▶ [Task description]: Write out all of the entries exactly as given.

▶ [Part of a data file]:

■ ■ ■

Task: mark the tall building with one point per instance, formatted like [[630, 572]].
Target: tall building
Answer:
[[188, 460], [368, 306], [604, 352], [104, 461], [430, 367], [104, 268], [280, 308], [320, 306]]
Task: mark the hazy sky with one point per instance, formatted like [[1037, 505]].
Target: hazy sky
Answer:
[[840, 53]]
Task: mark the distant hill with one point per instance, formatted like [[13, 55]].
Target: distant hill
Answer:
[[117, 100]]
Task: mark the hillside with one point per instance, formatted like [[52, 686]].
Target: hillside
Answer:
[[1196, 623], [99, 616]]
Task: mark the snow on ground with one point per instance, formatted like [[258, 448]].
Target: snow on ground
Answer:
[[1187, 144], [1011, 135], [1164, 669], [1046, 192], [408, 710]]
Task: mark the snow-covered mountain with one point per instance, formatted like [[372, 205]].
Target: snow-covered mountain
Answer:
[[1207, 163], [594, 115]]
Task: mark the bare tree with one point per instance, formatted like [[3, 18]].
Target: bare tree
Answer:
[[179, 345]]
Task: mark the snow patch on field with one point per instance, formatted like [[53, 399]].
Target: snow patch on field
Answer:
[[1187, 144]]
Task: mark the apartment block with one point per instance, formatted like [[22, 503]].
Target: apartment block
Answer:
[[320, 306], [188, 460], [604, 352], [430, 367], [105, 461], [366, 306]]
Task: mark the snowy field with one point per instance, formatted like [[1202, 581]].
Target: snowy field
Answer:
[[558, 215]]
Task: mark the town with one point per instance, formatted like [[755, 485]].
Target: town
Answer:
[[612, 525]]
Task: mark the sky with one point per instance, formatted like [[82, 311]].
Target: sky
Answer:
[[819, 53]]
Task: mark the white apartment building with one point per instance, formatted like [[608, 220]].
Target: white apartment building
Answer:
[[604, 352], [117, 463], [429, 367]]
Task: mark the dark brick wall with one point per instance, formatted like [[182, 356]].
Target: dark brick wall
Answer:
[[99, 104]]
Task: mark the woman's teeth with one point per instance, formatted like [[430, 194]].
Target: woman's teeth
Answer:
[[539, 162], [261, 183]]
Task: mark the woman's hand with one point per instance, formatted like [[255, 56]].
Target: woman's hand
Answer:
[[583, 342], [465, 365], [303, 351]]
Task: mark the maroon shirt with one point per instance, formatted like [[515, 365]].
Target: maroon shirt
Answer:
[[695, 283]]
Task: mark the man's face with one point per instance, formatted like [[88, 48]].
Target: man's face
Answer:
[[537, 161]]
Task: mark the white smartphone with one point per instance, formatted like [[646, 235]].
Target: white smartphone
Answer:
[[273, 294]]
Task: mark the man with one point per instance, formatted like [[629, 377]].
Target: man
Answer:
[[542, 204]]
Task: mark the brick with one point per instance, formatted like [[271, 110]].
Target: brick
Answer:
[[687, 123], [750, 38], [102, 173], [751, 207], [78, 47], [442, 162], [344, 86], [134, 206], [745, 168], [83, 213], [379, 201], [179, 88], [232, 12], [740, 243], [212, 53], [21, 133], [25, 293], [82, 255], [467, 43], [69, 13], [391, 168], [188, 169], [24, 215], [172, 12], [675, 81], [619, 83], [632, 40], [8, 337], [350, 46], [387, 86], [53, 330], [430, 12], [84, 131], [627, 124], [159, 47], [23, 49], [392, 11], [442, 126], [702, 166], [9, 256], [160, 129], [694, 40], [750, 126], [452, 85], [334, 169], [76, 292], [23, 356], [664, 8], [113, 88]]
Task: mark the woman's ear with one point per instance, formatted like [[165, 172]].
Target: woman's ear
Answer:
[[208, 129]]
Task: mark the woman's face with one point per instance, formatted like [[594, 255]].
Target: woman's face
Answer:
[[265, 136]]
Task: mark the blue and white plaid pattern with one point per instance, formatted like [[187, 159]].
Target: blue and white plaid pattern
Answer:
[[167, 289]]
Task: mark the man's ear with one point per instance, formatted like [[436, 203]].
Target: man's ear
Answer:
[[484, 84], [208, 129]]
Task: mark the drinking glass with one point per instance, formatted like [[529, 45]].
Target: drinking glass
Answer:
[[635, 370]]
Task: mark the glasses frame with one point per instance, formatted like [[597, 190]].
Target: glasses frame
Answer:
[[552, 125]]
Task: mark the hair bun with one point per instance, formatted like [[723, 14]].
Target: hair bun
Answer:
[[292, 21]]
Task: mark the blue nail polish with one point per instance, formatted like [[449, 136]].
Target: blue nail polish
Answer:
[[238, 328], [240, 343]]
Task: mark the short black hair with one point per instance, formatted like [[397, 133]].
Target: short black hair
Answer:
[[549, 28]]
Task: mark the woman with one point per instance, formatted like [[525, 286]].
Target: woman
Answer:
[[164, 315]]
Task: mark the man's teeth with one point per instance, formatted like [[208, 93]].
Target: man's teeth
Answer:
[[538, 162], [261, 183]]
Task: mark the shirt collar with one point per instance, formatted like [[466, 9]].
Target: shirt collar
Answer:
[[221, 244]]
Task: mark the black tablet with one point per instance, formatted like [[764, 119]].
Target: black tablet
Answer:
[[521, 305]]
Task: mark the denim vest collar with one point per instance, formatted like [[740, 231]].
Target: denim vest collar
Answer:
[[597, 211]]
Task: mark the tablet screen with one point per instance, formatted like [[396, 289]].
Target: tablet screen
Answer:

■ ■ ■

▶ [Written response]:
Task: mark the tall building with one point per instance, formatted like [[630, 572]].
Target: tall building
Answer:
[[188, 460], [368, 306], [604, 352], [104, 461], [430, 367], [104, 268], [280, 308], [320, 306]]
Task: mark the hazy sky with one point per instance, formatted like [[1037, 505]].
Target: hazy sky
Answer:
[[840, 53]]
Task: mark the distant hill with one point per instance, formatted like [[13, 55]].
Target: distant hill
Answer:
[[117, 100]]
Task: mark the hillside with one point per instance, formatted like [[52, 686]].
Target: hillside
Answer:
[[1196, 623], [99, 616]]
Task: mark the snow on ground with one point per instance, formatted like [[258, 448]].
Target: snow on ground
Answer:
[[1187, 144], [1011, 135], [1164, 669], [1046, 192], [408, 710]]
Task: mark the snow-covered mountain with one point per instance, formatted like [[372, 205]].
Target: snow-covered mountain
Answer:
[[1207, 163], [594, 115]]
Task: mark the bare tree with one point per instance, formatted like [[3, 18]].
Target: bare tree
Answer:
[[179, 345]]
Task: mark the snow patch on field with one point per instance, formatted like [[53, 399]].
Target: snow patch on field
Answer:
[[1187, 144]]
Task: mark the apartment block with one point per instance, formatted like [[22, 503]].
Target: apartment block
Answer:
[[320, 306], [188, 460], [604, 352], [430, 367], [105, 461], [366, 306]]
Task: mark the snowy field with one point per instance, formatted like [[1202, 581]].
Target: snowy field
Answer:
[[558, 215]]
Task: mark the town with one point per instance, formatted like [[755, 485]].
Target: town
Answer:
[[612, 525]]
Task: mark the sky with one point per instance, formatted like [[82, 311]].
Target: sky
Answer:
[[819, 53]]
Task: mark the white apartment building with one point per instance, formatted like [[608, 220]].
Target: white apartment building
Answer:
[[604, 352], [117, 463], [429, 367]]
Task: mark the dark brick wall with one point per instance, formatted like [[182, 356]].
Target: dark brick wall
Answer:
[[99, 104]]
Task: mark the woman's teeth with one point per instance, formatted like [[430, 194]].
Target: woman's teeth
Answer:
[[539, 162], [261, 183]]
Task: mark the woman's hand with one point per instance, formatted like [[255, 56]].
Target: woman's hand
Answer:
[[583, 342], [465, 365], [303, 351]]
Task: mark the maroon shirt with one point per instance, formatted like [[515, 365]].
Target: maroon shirt
Answer:
[[695, 283]]
Task: mark the man's face with one point per instance, formatted like [[88, 48]].
Target: man's face
Answer:
[[537, 161]]
Task: mark the white smartphone with one point per instance, formatted like [[646, 235]].
Target: white smartphone
Answer:
[[273, 294]]
Task: mark the man with one point per instance, formatted like [[629, 377]].
Target: man
Answer:
[[542, 204]]
Task: mark the brick with one point per instance, formatted like [[271, 110]].
Target: brick
Answer:
[[687, 123], [750, 38], [102, 173], [751, 207], [78, 47], [442, 162], [344, 86], [134, 206], [745, 168], [83, 213], [379, 201], [179, 88], [232, 12], [740, 243], [212, 53], [21, 133], [25, 293], [82, 255], [467, 43], [69, 13], [391, 168], [188, 169], [24, 215], [172, 12], [675, 81], [619, 83], [632, 40], [8, 337], [350, 46], [387, 86], [53, 330], [430, 12], [84, 131], [627, 124], [159, 47], [23, 49], [392, 11], [442, 126], [702, 166], [9, 256], [160, 129], [694, 40], [750, 126], [452, 85], [334, 169], [76, 292], [23, 356], [664, 8], [113, 88]]
Task: mark the woman's ear with one point per instance, formatted like [[165, 172]].
Target: woman's ear
Answer:
[[208, 129]]
Task: mark the woman's face with one point per instance, formatted like [[594, 255]].
Target: woman's face
Answer:
[[265, 136]]
Task: mark the blue and white plaid pattern with one point per instance, formatted like [[187, 159]].
Target: blue and white plaid pattern
Answer:
[[167, 289]]
Task: mark the man's ear with one point per instance, formatted like [[436, 203]].
Target: man's ear
Answer:
[[484, 84], [208, 129]]
Task: mark the drinking glass with one point per instance, formatted like [[529, 45]].
Target: drinking glass
Answer:
[[635, 370]]
Task: mark the glasses frame with one point per instance, formatted like [[597, 190]].
Target: glasses frame
Answer:
[[552, 125]]
Task: mark the hair bun with one point per instance, formatted like [[723, 14]].
Target: hair bun
Answer:
[[292, 21]]
Task: mark the blue nail polish with one point per instance, formatted like [[449, 136]].
Target: blue nail polish
Answer:
[[238, 328], [240, 343]]
Task: mark the short black hair with one point per instance, formatted like [[397, 133]].
Target: short black hair
Answer:
[[549, 28]]
Task: mark the woman with one point per instance, formatted like [[525, 286]].
Target: woman
Answer:
[[164, 315]]
Task: mark the man's teeth with one point per instance, formatted like [[208, 93]].
Target: man's teeth
Answer:
[[538, 162], [261, 183]]
Task: mark the shirt collar with one point per instance, formatted like [[466, 9]].
Target: shirt collar
Answer:
[[221, 244]]
Task: mark the black tablet with one point per instance, formatted like [[764, 119]].
Target: black tablet
Answer:
[[521, 305]]
Task: mark the denim vest collar with one point per instance, formatted like [[740, 231]].
Target: denim vest collar
Answer:
[[597, 211]]
Task: mark the tablet screen with one point per instance, formatted like [[396, 289]].
Target: tablet screen
Answer:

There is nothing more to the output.